++++ SUPPLIED INFORMATION ++++
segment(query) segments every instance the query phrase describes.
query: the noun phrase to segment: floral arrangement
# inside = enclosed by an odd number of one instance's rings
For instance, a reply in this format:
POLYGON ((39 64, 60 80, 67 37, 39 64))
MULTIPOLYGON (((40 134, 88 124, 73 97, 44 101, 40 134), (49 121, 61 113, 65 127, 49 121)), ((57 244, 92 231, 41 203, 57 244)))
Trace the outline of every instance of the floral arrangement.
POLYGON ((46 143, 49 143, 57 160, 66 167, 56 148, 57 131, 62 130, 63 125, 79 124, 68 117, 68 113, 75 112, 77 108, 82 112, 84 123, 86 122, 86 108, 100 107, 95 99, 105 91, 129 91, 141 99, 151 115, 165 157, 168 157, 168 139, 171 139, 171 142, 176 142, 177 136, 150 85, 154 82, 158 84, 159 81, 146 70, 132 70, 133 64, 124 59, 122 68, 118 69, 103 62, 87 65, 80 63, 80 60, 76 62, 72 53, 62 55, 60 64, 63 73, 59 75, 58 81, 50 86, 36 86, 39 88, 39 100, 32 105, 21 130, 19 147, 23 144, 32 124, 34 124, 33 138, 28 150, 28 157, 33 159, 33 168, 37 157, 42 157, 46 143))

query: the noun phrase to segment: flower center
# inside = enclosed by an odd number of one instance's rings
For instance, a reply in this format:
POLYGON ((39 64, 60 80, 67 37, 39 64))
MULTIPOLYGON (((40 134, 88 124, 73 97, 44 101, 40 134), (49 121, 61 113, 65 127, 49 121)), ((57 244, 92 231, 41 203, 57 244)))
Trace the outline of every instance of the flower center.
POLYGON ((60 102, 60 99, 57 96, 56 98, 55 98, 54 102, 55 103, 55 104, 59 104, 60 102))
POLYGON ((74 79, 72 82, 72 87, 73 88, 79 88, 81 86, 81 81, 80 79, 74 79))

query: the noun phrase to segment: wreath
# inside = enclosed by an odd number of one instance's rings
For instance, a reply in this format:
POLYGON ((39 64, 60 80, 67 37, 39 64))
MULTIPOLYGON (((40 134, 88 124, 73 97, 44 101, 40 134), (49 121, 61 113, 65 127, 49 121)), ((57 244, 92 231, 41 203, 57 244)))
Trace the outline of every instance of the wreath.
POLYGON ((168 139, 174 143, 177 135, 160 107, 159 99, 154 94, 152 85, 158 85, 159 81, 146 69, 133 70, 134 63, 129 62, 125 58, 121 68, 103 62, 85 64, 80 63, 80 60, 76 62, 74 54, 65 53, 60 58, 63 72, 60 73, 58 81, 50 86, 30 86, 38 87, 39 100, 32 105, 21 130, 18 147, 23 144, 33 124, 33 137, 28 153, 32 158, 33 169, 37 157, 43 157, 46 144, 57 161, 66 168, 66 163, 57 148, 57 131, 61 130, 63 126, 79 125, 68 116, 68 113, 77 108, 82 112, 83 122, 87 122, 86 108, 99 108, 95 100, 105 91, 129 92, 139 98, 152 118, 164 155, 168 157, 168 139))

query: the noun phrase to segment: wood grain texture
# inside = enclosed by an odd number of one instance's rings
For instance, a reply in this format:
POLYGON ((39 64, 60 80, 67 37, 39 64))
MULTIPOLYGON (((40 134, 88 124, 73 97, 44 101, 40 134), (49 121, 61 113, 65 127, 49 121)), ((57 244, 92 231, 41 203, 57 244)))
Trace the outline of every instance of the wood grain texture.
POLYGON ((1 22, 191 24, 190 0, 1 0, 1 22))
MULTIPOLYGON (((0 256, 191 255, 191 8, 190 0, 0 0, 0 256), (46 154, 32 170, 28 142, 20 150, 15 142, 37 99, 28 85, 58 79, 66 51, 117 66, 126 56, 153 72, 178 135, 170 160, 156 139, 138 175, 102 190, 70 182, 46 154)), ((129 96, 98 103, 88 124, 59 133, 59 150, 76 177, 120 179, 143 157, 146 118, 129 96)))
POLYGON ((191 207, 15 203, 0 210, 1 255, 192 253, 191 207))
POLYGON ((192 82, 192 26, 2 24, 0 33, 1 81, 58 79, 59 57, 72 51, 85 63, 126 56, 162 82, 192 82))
++++
*WRITTEN PROBLEM*: Copy every line of the records above, character for character, without changing anything.

*REPLY*:
segment(query) segments every instance the query phrase describes.
query: the noun phrase to segment: floral arrangement
# inside = enclosed by an odd number of one instance's rings
For instance, a reply in this format:
POLYGON ((39 64, 60 80, 67 37, 39 64))
MULTIPOLYGON (((40 134, 88 124, 73 97, 44 101, 40 134), (49 121, 61 113, 65 127, 49 121)), ((57 244, 92 231, 41 203, 57 244)))
Trace the outline of every instance of the floral arrangement.
POLYGON ((46 143, 49 143, 57 160, 66 167, 56 148, 57 131, 62 130, 63 125, 79 124, 68 117, 68 113, 75 112, 77 108, 82 112, 84 123, 86 122, 86 108, 100 107, 95 99, 105 91, 129 91, 141 99, 151 115, 165 157, 168 157, 168 139, 171 139, 171 142, 176 142, 177 136, 150 85, 154 82, 158 84, 159 81, 146 70, 132 70, 133 64, 124 59, 122 68, 118 69, 103 62, 87 65, 80 63, 80 60, 76 62, 72 53, 62 55, 60 64, 63 73, 59 75, 58 81, 50 86, 36 86, 39 88, 39 100, 32 105, 21 130, 19 147, 23 144, 32 124, 34 124, 33 138, 28 150, 28 157, 33 159, 33 168, 37 157, 42 157, 46 143))

query: the noun phrase to segment: flower center
# inside = enclosed by an odd number of one instance's rings
For instance, a reply in this format:
POLYGON ((39 64, 60 80, 67 37, 39 64))
MULTIPOLYGON (((40 134, 88 124, 73 97, 44 101, 40 134), (49 121, 61 113, 65 127, 49 121)), ((57 244, 92 231, 41 203, 57 244)))
Trace the outline of every instance of the flower center.
POLYGON ((60 102, 60 99, 57 96, 56 98, 55 98, 54 102, 55 103, 55 104, 59 104, 60 102))
POLYGON ((74 79, 72 82, 72 87, 73 88, 79 88, 81 86, 81 81, 80 79, 74 79))

query: the noun phrase to segment: wreath
# inside = enclosed by an odd number of one instance's rings
For instance, a reply in this format:
POLYGON ((39 64, 60 80, 67 37, 39 64))
MULTIPOLYGON (((40 134, 88 124, 73 97, 44 101, 40 134), (49 121, 61 113, 65 127, 49 121)), ((57 244, 92 231, 41 203, 57 244)))
Trace the outline of every instance of the wreath.
POLYGON ((168 139, 174 143, 177 135, 160 107, 159 99, 154 94, 152 85, 158 85, 159 81, 146 69, 133 70, 134 63, 129 62, 125 58, 121 68, 103 62, 85 64, 80 63, 80 60, 76 62, 74 54, 65 53, 60 58, 63 72, 60 73, 58 81, 50 86, 30 86, 38 87, 39 100, 32 105, 21 130, 18 147, 23 144, 33 124, 33 137, 28 153, 32 158, 33 169, 37 157, 43 157, 46 144, 57 161, 66 168, 66 163, 57 148, 57 131, 61 130, 63 126, 79 125, 68 116, 68 113, 77 108, 82 112, 83 122, 87 122, 86 108, 99 108, 95 100, 105 91, 129 92, 139 98, 152 118, 164 155, 168 157, 168 139))

query: the noun phrase to segment: wood grain texture
# inside = enclosed by an odd number of one instance's rings
For instance, a reply in this format:
POLYGON ((39 64, 60 80, 67 37, 39 64))
MULTIPOLYGON (((40 134, 88 124, 73 97, 44 101, 40 134), (49 121, 61 113, 65 127, 49 121)), ((57 244, 92 231, 41 203, 57 244)))
Trace the outline of every instance of the wood grain texture.
POLYGON ((1 22, 191 24, 190 0, 1 0, 1 22))
MULTIPOLYGON (((0 256, 191 255, 191 8, 190 0, 0 0, 0 256), (46 154, 32 170, 28 142, 20 150, 15 142, 37 99, 28 85, 58 79, 66 51, 117 66, 126 56, 153 72, 178 135, 170 160, 156 139, 138 175, 102 190, 70 182, 46 154)), ((129 96, 98 103, 88 124, 59 133, 59 150, 76 177, 120 179, 143 157, 146 118, 129 96)))
POLYGON ((191 207, 15 203, 0 210, 1 255, 192 253, 191 207))
POLYGON ((192 82, 192 26, 2 24, 0 33, 1 81, 58 79, 59 57, 72 51, 85 63, 126 56, 162 82, 192 82))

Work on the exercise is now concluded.